- _THE PROBLEM_
Reproduce exactly the lines from the one containing "Annotate green stem with boxes." through the last line of the records below, both included, and nothing else.

- _DATA FOR THIS EXERCISE_
══════════════════════════════
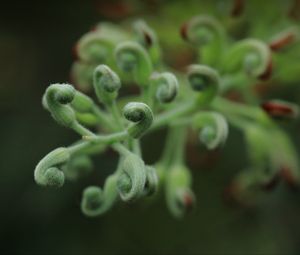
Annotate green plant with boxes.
[34,1,300,218]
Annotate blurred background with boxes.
[1,0,300,254]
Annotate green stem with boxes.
[92,105,115,130]
[143,86,154,109]
[131,139,142,157]
[151,101,196,131]
[160,126,187,168]
[108,101,124,131]
[112,143,132,157]
[171,127,187,166]
[72,122,95,137]
[68,131,128,155]
[211,97,272,126]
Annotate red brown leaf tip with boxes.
[142,30,153,47]
[180,22,189,41]
[269,33,295,51]
[280,166,299,190]
[260,174,280,191]
[231,0,245,17]
[183,192,195,209]
[261,100,298,119]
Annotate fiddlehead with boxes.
[70,61,96,92]
[76,32,115,64]
[181,15,225,66]
[187,64,220,105]
[117,152,147,202]
[193,112,228,150]
[151,72,179,103]
[93,64,121,105]
[44,84,95,136]
[71,91,94,113]
[34,147,70,188]
[166,165,195,218]
[115,41,153,86]
[133,19,161,66]
[44,84,76,128]
[81,174,119,217]
[143,166,159,196]
[223,39,272,80]
[123,102,153,138]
══════════════════════════════
- _PROBLEM SOLUTION_
Annotate green stem with boxes.
[92,105,115,130]
[143,86,154,109]
[131,139,142,157]
[151,101,196,131]
[160,126,187,168]
[108,101,124,131]
[112,143,132,157]
[171,127,187,166]
[72,122,95,137]
[68,131,128,155]
[211,97,272,126]
Annotate red brown leaf tip with boxes.
[142,30,153,47]
[180,22,189,41]
[269,33,295,51]
[280,166,299,190]
[260,174,280,191]
[231,0,245,17]
[183,192,195,209]
[261,100,298,119]
Annotate fiddlehead with boxes.
[70,61,96,92]
[76,32,115,64]
[181,15,225,66]
[187,64,220,105]
[117,152,147,202]
[193,112,228,150]
[151,72,179,103]
[93,64,121,105]
[44,84,95,136]
[71,91,94,113]
[34,147,70,188]
[166,165,195,218]
[115,41,153,86]
[133,19,161,66]
[44,84,76,128]
[81,174,119,217]
[143,166,159,196]
[223,39,272,80]
[123,102,153,138]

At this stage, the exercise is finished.